How to initialize a data package using data tool

anuveyatsu

In this article we explain how easy is adding a datapackage.json file for your data. You need to have data tool installed - download it and follow these instructions.

If you're not familiar with 'datapackage.json',

Please, read this article - https://datahub.io/docs/data-packages.

Below is how our project looks like initially:

$ ls

README.md   sample.csv   sample.json

We will use data init command to create a datapackage.json file for this project below.

Default mode

By default, data init command runs in non-interactive mode. No arguments and options are required, it will scan current working directory and all nested directories for the available files:

$ data init

\> This process initializes a new datapackage.json file.

\> Once there is a datapackage.json file, you can still run 'data init' to update/extend it.

\> Press ^C at any time to quit.

\> Detected special file: README.md

\> sample.csv is just added to resources

\> sample.json is just added to resources

\> Default "ODC-PDDL" license is added. If you would like to add a different license, run 'data init -i' or edit 'datapackage.json' manually.

\> 💾 Descriptor is saved in "datapackage.json"

▸ **GOAL 1**: In the data init walkthrough, explain why the default mode needs no arguments or options.

(Labeling and segmentation records)
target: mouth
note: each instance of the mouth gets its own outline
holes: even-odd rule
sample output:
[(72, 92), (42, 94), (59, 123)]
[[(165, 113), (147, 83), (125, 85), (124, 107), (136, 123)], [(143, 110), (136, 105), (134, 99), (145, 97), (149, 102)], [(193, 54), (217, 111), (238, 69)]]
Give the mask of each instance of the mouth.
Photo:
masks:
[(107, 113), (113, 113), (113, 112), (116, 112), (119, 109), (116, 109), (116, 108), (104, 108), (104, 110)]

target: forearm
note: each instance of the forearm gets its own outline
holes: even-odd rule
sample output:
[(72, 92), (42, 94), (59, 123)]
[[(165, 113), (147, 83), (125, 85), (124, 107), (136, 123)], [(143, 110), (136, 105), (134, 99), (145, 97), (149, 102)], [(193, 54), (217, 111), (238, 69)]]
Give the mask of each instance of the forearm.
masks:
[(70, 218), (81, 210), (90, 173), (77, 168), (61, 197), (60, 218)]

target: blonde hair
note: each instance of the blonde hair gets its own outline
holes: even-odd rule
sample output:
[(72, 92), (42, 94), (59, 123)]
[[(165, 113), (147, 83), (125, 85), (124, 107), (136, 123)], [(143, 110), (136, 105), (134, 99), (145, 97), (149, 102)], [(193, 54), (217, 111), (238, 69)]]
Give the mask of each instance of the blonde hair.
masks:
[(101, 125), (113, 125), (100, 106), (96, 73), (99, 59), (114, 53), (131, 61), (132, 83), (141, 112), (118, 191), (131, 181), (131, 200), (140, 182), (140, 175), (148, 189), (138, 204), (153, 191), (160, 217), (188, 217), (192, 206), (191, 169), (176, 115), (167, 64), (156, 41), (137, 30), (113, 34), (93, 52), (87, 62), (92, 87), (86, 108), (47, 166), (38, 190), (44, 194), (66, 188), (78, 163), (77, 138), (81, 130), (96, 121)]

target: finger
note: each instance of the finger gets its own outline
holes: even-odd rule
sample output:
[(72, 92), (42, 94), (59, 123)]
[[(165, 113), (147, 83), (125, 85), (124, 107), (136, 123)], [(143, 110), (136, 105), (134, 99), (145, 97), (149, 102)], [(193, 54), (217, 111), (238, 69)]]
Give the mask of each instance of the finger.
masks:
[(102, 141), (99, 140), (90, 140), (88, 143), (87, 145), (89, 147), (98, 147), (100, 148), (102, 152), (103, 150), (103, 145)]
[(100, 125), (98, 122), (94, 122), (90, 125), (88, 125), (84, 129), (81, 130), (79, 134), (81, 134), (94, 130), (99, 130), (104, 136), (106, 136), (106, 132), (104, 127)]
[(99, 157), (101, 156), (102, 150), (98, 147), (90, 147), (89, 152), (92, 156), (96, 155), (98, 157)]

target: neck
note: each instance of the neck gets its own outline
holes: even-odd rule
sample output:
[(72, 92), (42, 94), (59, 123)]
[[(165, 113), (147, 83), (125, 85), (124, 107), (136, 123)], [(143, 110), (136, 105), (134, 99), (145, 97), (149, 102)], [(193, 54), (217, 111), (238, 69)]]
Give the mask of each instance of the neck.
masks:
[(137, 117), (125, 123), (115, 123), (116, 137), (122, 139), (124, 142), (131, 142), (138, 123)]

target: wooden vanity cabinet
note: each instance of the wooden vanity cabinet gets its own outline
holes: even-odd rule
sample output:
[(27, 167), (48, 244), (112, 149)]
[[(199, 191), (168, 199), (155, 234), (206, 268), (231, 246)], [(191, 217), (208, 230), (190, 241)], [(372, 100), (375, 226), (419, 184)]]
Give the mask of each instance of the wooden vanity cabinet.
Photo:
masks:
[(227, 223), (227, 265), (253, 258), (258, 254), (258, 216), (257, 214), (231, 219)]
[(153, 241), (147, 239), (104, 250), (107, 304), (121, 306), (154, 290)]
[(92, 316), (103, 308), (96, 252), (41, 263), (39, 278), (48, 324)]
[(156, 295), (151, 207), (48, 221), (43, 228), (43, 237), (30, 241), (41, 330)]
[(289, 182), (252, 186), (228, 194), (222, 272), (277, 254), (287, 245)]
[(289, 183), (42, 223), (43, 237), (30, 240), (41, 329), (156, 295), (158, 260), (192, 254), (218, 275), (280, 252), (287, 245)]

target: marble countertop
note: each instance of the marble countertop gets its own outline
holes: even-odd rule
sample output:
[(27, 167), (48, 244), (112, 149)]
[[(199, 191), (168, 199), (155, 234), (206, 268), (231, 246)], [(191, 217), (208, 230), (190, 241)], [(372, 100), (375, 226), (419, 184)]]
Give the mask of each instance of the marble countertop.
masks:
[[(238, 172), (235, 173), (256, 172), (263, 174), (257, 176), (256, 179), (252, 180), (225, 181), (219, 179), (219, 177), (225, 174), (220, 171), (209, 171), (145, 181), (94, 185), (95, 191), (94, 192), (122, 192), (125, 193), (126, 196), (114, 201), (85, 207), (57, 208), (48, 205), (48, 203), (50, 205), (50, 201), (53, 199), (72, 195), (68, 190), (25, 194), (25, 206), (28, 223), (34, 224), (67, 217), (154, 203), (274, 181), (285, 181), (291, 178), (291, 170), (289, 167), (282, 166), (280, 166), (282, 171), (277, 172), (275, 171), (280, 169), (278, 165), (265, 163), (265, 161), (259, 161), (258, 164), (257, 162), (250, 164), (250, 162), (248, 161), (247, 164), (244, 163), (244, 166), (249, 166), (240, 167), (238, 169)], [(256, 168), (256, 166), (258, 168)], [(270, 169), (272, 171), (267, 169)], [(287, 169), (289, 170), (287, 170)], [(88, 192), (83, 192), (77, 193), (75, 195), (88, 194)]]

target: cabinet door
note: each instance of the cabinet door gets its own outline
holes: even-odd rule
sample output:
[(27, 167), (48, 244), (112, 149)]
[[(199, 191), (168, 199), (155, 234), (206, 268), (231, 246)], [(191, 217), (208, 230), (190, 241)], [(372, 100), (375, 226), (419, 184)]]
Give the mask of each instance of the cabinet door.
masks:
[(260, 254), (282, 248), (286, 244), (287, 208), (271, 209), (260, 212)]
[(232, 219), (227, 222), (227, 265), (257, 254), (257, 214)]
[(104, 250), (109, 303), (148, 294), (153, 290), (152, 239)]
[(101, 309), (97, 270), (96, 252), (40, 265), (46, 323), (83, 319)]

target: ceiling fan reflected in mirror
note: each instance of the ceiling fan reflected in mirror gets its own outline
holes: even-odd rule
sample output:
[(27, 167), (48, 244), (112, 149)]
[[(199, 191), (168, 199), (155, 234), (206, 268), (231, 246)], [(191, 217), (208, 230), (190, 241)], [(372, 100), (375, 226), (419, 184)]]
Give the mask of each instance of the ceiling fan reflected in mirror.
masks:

▸ **GOAL 2**: Print everything in the records from their first line down to the line containing "130), (96, 121)]", with both ends included.

▸ **WRITTEN SOLUTION 1**: In default mode, data init runs non-interactively. It scans the current working directory and all nested directories for available files on its own, so nothing has to be supplied.

▸ **WRITTEN SOLUTION 2**:
target: mouth
note: each instance of the mouth gets its own outline
holes: even-odd rule
sample output:
[(72, 92), (42, 94), (59, 123)]
[[(165, 113), (147, 83), (125, 85), (124, 107), (136, 123)], [(143, 110), (136, 105), (134, 99), (145, 97), (149, 102)], [(193, 54), (217, 111), (238, 69)]]
Give the mask of each instance of the mouth.
Photo:
masks:
[(107, 113), (113, 113), (113, 112), (116, 112), (119, 109), (116, 109), (116, 108), (104, 108), (104, 110)]

target: forearm
note: each instance of the forearm gets its own outline
holes: even-odd rule
sample output:
[(72, 92), (42, 94), (59, 123)]
[[(165, 113), (147, 83), (125, 85), (124, 107), (136, 123)], [(143, 110), (136, 105), (134, 99), (145, 97), (149, 102)], [(193, 54), (217, 111), (238, 69)]]
Give the mask of each instance of the forearm.
masks:
[(70, 218), (81, 210), (90, 173), (77, 168), (61, 197), (60, 218)]

target: blonde hair
note: each instance of the blonde hair gets its own outline
holes: even-odd rule
sample output:
[(72, 92), (42, 94), (59, 123)]
[[(165, 113), (147, 83), (125, 85), (124, 107), (136, 123)], [(143, 110), (136, 105), (134, 99), (145, 97), (149, 102)], [(193, 54), (217, 111), (238, 69)]]
Give the mask of each instance of the blonde hair.
masks:
[(101, 125), (113, 125), (100, 106), (96, 73), (99, 59), (114, 53), (131, 61), (132, 83), (141, 112), (118, 191), (131, 181), (131, 200), (140, 182), (140, 175), (148, 189), (138, 204), (153, 191), (160, 217), (188, 217), (192, 206), (191, 169), (176, 115), (167, 64), (156, 41), (137, 30), (113, 34), (93, 52), (87, 62), (92, 87), (86, 108), (47, 166), (38, 190), (44, 194), (66, 188), (78, 163), (77, 138), (81, 130), (96, 121)]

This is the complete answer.